▶ Exercise aim: Set down the material below word for word, excluding the pictures.

>> Begin Records supplied

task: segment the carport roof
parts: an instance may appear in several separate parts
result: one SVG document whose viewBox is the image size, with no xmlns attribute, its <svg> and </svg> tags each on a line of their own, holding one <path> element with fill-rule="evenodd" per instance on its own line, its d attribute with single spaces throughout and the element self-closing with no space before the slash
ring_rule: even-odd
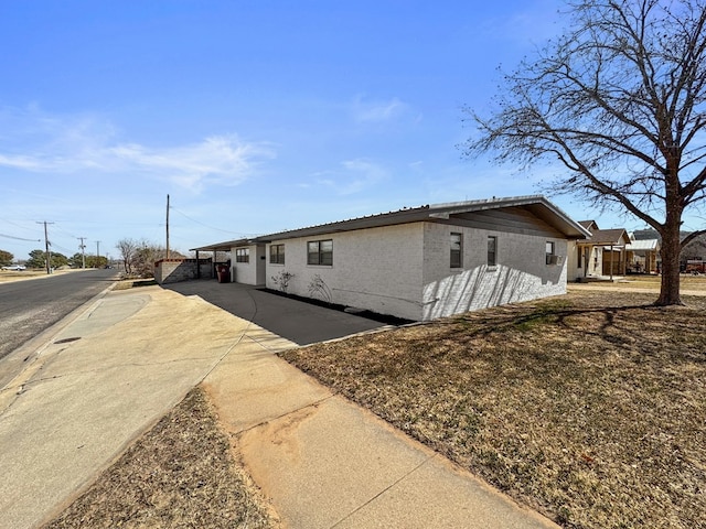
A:
<svg viewBox="0 0 706 529">
<path fill-rule="evenodd" d="M 419 222 L 442 222 L 454 215 L 462 215 L 473 212 L 490 209 L 502 209 L 510 207 L 523 207 L 535 217 L 544 220 L 549 226 L 564 234 L 567 238 L 582 239 L 590 237 L 590 231 L 573 220 L 557 206 L 552 204 L 542 195 L 515 196 L 506 198 L 488 198 L 482 201 L 454 202 L 448 204 L 432 204 L 419 207 L 404 208 L 396 212 L 370 215 L 366 217 L 352 218 L 335 223 L 310 226 L 307 228 L 279 231 L 277 234 L 264 235 L 253 239 L 237 239 L 215 245 L 192 248 L 192 250 L 213 251 L 229 250 L 237 246 L 248 246 L 254 244 L 265 244 L 274 240 L 289 239 L 293 237 L 312 237 L 324 234 L 340 231 L 352 231 L 355 229 L 376 228 L 381 226 L 394 226 L 399 224 Z"/>
<path fill-rule="evenodd" d="M 215 242 L 213 245 L 200 246 L 199 248 L 191 248 L 189 251 L 231 251 L 231 248 L 237 246 L 249 246 L 258 242 L 258 239 L 235 239 L 226 240 L 225 242 Z M 264 241 L 259 241 L 264 242 Z"/>
</svg>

>> End Records supplied

▶ Solution:
task: segment the carport roof
parts: an instance may appear in several separate parts
result: one SVG document whose viewBox is the image size, with no xmlns attribute, its <svg> and </svg> tags each on a line of their own, holding one <path> element with fill-rule="evenodd" per instance on its own line, its d attribute with single spaces throughout and the element self-closing with no space before the slash
ring_rule: even-odd
A:
<svg viewBox="0 0 706 529">
<path fill-rule="evenodd" d="M 419 222 L 442 222 L 454 215 L 462 215 L 473 212 L 490 209 L 502 209 L 510 207 L 523 207 L 535 217 L 544 220 L 549 226 L 564 234 L 567 238 L 582 239 L 590 237 L 590 231 L 573 220 L 557 206 L 552 204 L 542 195 L 515 196 L 506 198 L 488 198 L 482 201 L 454 202 L 448 204 L 432 204 L 419 207 L 404 208 L 396 212 L 370 215 L 366 217 L 352 218 L 335 223 L 310 226 L 307 228 L 279 231 L 277 234 L 264 235 L 253 239 L 237 239 L 215 245 L 192 248 L 192 250 L 213 251 L 229 250 L 237 246 L 248 246 L 254 244 L 265 244 L 274 240 L 289 239 L 293 237 L 312 237 L 324 234 L 340 231 L 352 231 L 355 229 L 376 228 L 381 226 L 394 226 L 399 224 Z"/>
<path fill-rule="evenodd" d="M 215 242 L 213 245 L 200 246 L 199 248 L 191 248 L 189 251 L 231 251 L 231 248 L 237 246 L 249 246 L 258 242 L 258 239 L 235 239 L 226 240 L 225 242 Z M 264 241 L 259 241 L 264 242 Z"/>
</svg>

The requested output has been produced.